◆ Exercise aim ◆
From the data below, please reproduce exactly everything from the line that contains "Query: stone" down to the line that contains "Query: bowl interior", with both ends included.

————————

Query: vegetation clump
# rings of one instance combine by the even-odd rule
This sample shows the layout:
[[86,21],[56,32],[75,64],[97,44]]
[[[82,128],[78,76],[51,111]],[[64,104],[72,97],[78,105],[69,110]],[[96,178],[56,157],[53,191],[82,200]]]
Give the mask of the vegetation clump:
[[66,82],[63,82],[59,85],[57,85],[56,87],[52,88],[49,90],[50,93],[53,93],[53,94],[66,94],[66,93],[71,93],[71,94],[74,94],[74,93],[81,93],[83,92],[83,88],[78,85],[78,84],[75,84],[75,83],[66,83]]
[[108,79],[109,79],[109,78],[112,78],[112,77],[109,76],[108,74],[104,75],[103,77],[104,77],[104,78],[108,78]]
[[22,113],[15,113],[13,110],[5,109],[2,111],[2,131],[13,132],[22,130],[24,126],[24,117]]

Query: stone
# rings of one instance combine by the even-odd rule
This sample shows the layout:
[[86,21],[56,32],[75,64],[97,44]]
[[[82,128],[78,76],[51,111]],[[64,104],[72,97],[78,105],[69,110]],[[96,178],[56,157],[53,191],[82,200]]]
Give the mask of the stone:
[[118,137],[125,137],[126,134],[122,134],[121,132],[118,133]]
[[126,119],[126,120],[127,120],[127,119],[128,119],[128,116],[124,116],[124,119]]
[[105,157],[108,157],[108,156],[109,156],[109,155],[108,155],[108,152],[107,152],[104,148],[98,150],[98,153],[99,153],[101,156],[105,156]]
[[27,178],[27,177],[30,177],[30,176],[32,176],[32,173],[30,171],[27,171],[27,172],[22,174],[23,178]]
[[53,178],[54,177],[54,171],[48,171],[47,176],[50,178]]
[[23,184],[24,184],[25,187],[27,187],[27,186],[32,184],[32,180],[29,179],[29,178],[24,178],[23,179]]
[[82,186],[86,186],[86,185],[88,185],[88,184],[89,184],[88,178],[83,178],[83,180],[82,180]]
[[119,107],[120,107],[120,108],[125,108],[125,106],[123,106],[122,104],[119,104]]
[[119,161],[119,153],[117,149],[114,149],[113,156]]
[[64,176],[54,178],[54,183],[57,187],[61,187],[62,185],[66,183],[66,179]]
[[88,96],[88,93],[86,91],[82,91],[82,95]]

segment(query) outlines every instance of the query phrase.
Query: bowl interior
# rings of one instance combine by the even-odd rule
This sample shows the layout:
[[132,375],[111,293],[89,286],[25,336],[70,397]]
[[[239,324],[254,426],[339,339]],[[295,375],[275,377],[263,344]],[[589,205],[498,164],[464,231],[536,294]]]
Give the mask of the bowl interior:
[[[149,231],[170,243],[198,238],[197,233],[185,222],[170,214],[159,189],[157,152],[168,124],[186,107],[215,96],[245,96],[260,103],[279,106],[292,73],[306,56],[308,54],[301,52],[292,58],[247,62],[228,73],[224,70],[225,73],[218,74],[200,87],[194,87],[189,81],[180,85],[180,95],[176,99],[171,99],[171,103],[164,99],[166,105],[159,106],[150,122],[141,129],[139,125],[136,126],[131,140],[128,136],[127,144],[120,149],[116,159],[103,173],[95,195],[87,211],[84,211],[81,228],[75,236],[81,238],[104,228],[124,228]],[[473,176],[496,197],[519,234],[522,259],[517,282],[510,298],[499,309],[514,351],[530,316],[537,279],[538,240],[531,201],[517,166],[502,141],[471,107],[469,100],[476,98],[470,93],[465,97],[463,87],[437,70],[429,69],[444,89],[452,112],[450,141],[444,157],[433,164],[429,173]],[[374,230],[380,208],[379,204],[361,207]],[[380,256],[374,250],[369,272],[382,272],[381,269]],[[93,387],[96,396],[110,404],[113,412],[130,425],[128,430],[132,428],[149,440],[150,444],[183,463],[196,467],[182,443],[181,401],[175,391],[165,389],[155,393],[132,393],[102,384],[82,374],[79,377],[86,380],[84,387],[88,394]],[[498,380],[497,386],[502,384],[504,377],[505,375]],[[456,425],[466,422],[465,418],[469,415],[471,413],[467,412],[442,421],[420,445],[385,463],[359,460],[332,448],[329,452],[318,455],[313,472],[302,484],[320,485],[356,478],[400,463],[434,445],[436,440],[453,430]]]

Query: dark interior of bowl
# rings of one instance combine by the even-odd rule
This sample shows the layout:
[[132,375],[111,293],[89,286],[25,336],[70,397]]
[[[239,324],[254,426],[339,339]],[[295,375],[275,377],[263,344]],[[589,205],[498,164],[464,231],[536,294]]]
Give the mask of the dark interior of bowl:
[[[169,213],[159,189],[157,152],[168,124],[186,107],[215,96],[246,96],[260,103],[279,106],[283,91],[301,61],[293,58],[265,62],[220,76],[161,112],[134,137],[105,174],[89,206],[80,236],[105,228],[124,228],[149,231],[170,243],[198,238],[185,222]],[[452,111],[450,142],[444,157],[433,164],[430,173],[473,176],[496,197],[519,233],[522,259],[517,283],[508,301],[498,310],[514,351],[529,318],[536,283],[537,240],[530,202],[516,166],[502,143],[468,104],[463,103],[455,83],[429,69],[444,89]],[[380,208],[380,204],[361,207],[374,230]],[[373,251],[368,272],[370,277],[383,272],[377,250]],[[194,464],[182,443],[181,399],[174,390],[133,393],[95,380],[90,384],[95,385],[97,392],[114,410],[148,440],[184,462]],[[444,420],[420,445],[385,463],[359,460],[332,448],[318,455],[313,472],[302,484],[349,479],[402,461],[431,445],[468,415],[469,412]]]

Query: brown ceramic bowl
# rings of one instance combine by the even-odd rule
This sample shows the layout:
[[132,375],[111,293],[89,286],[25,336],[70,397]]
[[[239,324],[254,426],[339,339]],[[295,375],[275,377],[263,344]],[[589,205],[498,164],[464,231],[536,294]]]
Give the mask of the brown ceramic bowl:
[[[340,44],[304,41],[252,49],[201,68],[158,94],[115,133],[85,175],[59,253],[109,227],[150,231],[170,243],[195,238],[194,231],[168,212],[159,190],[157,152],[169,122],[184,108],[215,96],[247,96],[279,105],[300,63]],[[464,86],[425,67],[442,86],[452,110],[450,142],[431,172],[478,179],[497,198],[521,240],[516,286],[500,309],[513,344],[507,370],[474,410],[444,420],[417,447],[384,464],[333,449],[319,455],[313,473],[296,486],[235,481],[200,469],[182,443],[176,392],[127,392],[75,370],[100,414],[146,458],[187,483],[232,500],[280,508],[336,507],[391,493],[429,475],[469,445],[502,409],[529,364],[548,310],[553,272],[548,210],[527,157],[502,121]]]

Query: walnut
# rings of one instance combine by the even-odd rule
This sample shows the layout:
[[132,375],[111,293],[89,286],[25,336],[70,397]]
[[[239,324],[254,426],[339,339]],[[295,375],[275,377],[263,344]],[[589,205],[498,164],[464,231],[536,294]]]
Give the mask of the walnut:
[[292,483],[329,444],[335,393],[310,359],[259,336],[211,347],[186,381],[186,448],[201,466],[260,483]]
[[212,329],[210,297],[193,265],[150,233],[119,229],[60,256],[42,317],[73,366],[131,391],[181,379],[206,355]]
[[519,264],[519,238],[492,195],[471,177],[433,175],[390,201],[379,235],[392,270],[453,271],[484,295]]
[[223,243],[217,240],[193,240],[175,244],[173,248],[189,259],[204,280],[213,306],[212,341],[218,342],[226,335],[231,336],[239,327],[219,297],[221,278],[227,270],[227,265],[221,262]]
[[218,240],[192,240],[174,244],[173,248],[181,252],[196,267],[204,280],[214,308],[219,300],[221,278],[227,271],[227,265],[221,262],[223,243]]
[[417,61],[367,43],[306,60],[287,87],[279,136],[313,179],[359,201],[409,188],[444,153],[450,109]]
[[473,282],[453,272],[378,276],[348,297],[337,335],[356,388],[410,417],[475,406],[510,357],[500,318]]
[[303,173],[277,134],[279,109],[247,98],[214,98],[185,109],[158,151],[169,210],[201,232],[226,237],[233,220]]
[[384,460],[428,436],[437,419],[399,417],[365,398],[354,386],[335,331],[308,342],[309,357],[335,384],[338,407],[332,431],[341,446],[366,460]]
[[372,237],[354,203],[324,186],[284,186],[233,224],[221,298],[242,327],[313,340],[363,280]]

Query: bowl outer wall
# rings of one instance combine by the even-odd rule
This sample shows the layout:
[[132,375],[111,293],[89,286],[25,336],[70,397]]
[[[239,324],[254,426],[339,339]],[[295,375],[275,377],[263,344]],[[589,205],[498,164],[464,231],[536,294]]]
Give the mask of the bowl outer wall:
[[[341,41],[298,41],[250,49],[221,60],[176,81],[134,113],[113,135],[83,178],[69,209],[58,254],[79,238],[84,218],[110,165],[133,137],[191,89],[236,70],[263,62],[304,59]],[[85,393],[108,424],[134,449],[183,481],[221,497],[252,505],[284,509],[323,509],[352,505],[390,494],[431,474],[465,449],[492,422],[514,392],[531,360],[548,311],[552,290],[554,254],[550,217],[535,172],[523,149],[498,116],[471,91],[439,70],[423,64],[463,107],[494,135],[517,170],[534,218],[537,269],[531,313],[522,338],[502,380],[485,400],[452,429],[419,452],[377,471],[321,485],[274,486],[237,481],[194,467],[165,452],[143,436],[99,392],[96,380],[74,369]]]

————————

◆ Result ◆
Query: stone
# rings of one instance combine by the even-odd rule
This sample shows the layout:
[[86,21],[56,32],[75,64],[97,44]]
[[[82,128],[78,76],[51,111]],[[64,104],[72,97],[78,105],[69,110]],[[96,178],[56,157],[53,191],[82,200]]]
Give the mask of the stone:
[[118,137],[125,137],[126,134],[122,134],[121,132],[118,133]]
[[126,119],[126,120],[127,120],[127,119],[128,119],[128,116],[124,116],[124,119]]
[[105,157],[108,157],[108,156],[109,156],[109,155],[108,155],[108,152],[107,152],[104,148],[98,150],[98,153],[99,153],[101,156],[105,156]]
[[27,178],[27,177],[30,177],[30,176],[32,176],[32,173],[30,171],[27,171],[27,172],[22,174],[23,178]]
[[53,178],[54,177],[54,171],[48,171],[47,176],[50,178]]
[[23,184],[24,184],[25,187],[27,187],[27,186],[32,184],[32,180],[29,179],[29,178],[24,178],[23,179]]
[[82,186],[86,186],[86,185],[88,185],[88,184],[89,184],[88,178],[83,178],[83,180],[82,180]]
[[119,107],[120,107],[120,108],[125,108],[125,106],[123,106],[122,104],[119,104]]
[[119,161],[119,153],[117,149],[114,149],[113,156]]
[[64,176],[54,178],[54,183],[57,187],[61,187],[62,185],[66,183],[66,179]]
[[88,96],[88,93],[86,91],[82,91],[82,95]]

segment(query) outlines every instance of the query phrase.
Query: bowl interior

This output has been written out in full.